* [WHAT THE EXERCISE ASKS] This task calls for every line of the material to be output verbatim.

* [RECORDS FOR THIS EXERCISE]
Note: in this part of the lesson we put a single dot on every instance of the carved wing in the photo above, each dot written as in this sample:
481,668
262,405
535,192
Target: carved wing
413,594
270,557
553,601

* [FINAL ANSWER]
Note: in this part of the lesson we put a single dot on every instance of the carved wing in the photo above, each dot written as in this sample:
481,668
262,405
535,192
Target: carved wing
413,594
270,557
553,601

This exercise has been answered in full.